◆ Task description ◆
Find every line in the entries below that contains the word "Need" and copy each of those lines. Case counts.

◆ The records ◆
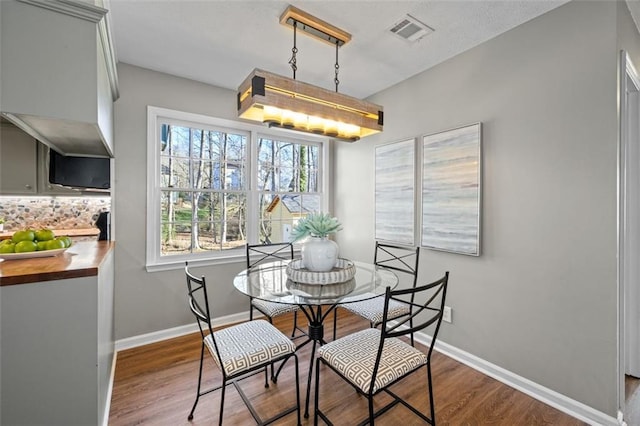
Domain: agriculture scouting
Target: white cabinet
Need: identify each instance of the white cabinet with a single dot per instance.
(58, 72)
(18, 161)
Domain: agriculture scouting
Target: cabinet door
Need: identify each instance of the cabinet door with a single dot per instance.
(18, 161)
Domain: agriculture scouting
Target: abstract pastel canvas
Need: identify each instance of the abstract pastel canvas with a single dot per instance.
(395, 192)
(451, 175)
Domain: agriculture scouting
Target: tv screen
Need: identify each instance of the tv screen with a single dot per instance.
(79, 172)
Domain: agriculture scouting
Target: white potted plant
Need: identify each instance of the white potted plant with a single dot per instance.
(319, 253)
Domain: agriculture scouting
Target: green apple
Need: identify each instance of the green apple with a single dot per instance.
(7, 248)
(44, 234)
(55, 244)
(24, 235)
(25, 246)
(67, 240)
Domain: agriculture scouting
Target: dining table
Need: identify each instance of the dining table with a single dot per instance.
(316, 294)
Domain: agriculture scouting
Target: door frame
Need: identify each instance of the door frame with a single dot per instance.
(629, 80)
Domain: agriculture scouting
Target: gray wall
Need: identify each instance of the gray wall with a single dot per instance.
(541, 300)
(147, 302)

◆ Result of this task ◆
Need: identify each instance of the white cabinet with a single dot per instance.
Need: identify each instance of the cabinet door with a single dot per instance.
Need: identify each instance of the abstract pastel canvas with a single dot per instance.
Need: identify each instance of the tv screen with a single dot per instance.
Need: identify each instance of the white potted plant with a single dot per instance.
Need: identify each instance of the green apple with a single dot per instance.
Need: identify each instance of the dining table with a single dot per instance.
Need: identify each instance of the door frame with a single dot per instance.
Need: identify each instance of the gray wall with a single dot per instance.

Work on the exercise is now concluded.